- **INSTRUCTIONS FOR THE TASK**:
In the records below, find each line that holds "Target" and return it.

- **SOURCE RECORDS**:
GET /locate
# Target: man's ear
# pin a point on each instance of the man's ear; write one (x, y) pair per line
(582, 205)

==

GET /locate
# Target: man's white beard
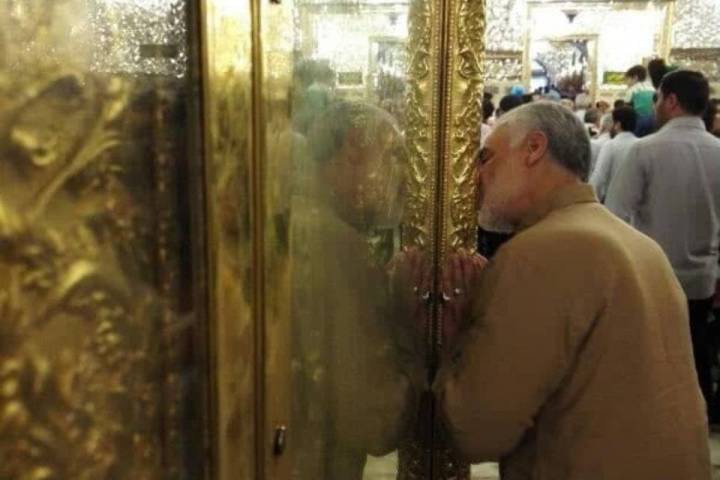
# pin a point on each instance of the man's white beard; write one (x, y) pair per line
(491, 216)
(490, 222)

- **TASK ANSWER**:
# Target: man's ear
# Target: man's white beard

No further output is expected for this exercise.